- **STATED GOAL 1**
Answer these questions from the MongoDB queue text, each on its own line and marked the same way:
(a) About how long does a tailable cursor wait for data before it stops waiting?
(b) Which method does the ISubscribe interface declare?
(c) What two properties does the ExampleMessage class have?
- **STATED GOAL 2**
Write the next part of the MongoDB queue text, picking up right after its final line.

- **EXCERPTED TEXT**
------------------------------------------------------------
Tailable cursors block at the server so we don’t have to keep polling or have to give up some latency. If a cursor is opened and there is no data to return it just sits there waiting but will fire off the next record to you as soon as it comes in (actually, it doesn’t wait indefinitely but somewhere around 4 seconds but the result is the same – we only ‘poll’ every 4 seconds but get immediate notification of a new message).

So, with the newly released Official C# MongoDB Driver in hand I set-out to build my queue …

Before the details though, you can take a look at the finished result from this Jinq screen-cast:

video

We’ll try and keep things really simple for this example so welcome to the simplest queue interfaces ever conceived! We just have an interface for adding things to the queue and another for reading from it:

public interface IPublish<in T> where T : class
{
    void Send(T message);
}
public interface ISubscribe<out T> where T : class
{
    T Receive();
}

And of course we need something to actually send – again, we’ll keep things simple for the demo and have a very simple message with a couple of properties:

public class ExampleMessage
{
    public int Number { get; private set; }
    public string Name { get; private set; }

    public ExampleMessage(int number, string name)
    {
        Number = number;
        Name = name;
    }

    public override string ToString()
    {
        return string.Format("ExampleMessage Number:{0} Name:{1}", Number, Name);
    }
}

The ExampleMessage will be the generic <T> parameter to the queue interfaces but we’re going to want to store a bit more information in MongoDB than the message itself so we’ll also use a MongoMessage class to add the extra properties and act as a container / wrapper for the message itself. Nothing outside of the queue will ever see this though:

public class MongoMessage<T> where T : class
{
    public ObjectId Id { get; private set; }
    public DateTime Enqueued { get; private set; }
    public T Message { get; private set; }

    public MongoMessage(T message)
------------------------------------------------------------
- **LISTED ENTRIES**
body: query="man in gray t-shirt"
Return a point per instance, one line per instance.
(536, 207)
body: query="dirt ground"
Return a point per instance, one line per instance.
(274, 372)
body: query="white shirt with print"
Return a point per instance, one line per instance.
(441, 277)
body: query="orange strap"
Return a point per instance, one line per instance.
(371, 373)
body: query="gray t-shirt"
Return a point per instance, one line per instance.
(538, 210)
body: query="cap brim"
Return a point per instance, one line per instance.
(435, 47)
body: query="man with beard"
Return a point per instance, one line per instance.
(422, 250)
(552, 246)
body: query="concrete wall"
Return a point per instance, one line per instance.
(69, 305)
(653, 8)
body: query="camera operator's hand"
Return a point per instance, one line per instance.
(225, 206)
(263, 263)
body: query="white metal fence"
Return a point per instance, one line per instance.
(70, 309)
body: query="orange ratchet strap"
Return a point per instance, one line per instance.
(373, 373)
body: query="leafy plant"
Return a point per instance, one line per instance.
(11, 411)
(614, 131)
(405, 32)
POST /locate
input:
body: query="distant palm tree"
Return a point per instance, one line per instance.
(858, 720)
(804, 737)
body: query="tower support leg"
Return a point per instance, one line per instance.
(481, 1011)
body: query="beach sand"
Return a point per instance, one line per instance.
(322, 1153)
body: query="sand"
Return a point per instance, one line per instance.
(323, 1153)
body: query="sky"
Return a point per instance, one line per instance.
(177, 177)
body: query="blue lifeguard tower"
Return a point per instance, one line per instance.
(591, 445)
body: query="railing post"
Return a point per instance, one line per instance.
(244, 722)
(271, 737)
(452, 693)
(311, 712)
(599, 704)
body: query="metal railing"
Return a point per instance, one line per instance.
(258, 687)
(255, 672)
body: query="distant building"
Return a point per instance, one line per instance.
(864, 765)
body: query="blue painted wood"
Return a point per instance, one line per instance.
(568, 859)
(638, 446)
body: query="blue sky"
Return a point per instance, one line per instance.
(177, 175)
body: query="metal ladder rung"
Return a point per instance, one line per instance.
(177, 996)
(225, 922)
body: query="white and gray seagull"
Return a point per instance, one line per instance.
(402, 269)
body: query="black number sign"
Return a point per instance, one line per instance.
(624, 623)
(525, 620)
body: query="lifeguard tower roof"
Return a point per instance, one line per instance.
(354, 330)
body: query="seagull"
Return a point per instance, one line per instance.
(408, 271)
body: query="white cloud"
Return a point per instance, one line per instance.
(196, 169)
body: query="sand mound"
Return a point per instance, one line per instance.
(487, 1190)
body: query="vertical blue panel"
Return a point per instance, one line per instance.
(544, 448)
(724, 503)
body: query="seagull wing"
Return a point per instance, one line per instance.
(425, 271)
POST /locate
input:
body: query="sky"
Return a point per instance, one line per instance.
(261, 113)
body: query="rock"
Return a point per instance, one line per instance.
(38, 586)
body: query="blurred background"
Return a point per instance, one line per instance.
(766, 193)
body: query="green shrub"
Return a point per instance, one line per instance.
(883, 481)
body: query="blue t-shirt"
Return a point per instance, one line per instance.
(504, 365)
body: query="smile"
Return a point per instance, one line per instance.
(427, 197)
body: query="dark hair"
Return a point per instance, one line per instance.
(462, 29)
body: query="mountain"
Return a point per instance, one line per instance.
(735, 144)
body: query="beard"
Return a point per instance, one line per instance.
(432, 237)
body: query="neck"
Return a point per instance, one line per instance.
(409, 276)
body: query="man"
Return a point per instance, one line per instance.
------------------------------------------------------------
- **FINAL RESULT 1**
(a) Around 4 seconds.
(b) T Receive().
(c) Number and Name.

- **FINAL RESULT 2**
    {
        Enqueued = DateTime.UtcNow;
        Message = message;
    }
}

This will give each message that we send an Id and also record the date / time that it was enqueued (which would enable us to work-out the latency of the queue). The Id is an ObjectId and this is the default Document ID type that MongoDB uses. All of the messages that we write to our queue will be assigned an Id and these should be sortable which we can use to pick up our position when reading from the queue should we need to re-start.

Here is what the messages look like inside of MongoDB (via the excellent MongoVUE GUI tool):

With the interfaces and commands in place we can add a couple of projects to show how each side will be used. First the producer which will just write commands to our queue:

class Program
{
    private static readonly ManualResetEvent Reset = new ManualResetEvent(false);
    private static long lastWrite;
    private static long writeCount;
    private static Timer timer;
    private static readonly object _sync = new object();

    static void Main(string[] args)
    {
        Console.WriteLine("Publisher");
        Console.WriteLine("Press 'R' to Run, 'P' to Pause, 'X' to Exit ...");

        timer = new Timer(TickTock, null, 1000, 1000);

        var t = new Thread(Run);
        t.Start();

        var running = true;
        while (running)
        {
            if (!Console.KeyAvailable) continue;

            var keypress = Console.ReadKey(true);
            switch (keypress.Key)
            {
                case ConsoleKey.X:
                    Reset.Reset();
                    running = false;
                    break;
                case ConsoleKey.P:
                    Reset.Reset();
                    Console.WriteLine("Paused ...");
                    break;
                case ConsoleKey.R:
                    Reset.Set();
                    Console.WriteLine("Running ...");
                    break;
            }
        }

        t.Abort();
    }

    public static void Run()
    {
        IPublish<ExampleMessage> queue = Configuration.GetQueue<ExampleMessage>();

        var i = 0;

        while (true)
        {
            Reset.WaitOne();
            i++;

            var message = new ExampleMessage(i, "I am number " + i);
            queue.Send(message);
            Interlocked.Increment(ref writeCount);

            if (i == int.MaxValue)
                i = 0;
        }
    }

    public static void TickTock(object state)
    {
        lock (_sync)
        {
            Console.WriteLine("Sent {0} {1}", writeCount, writeCount - lastWrite);
            lastWrite = writeCount;
        }
    }
}

… and the consumer which will read from the queue:

class Program
{
    private static readonly ManualResetEvent Reset = new ManualResetEvent(false);
    private static long lastRead;
    private static long readCount;
    private static Timer timer;
    private static readonly object _sync = new object();

    static void Main(string[] args)
    {
        Console.WriteLine("Subscriber");
        Console.WriteLine("Press 'R' to Run, 'P' to Pause, 'X' to Exit ...");

        timer = new Timer(TickTock, null, 1000, 1000);

        var t = new Thread(Run);
        t.Start();

        var running = true;
        while (running)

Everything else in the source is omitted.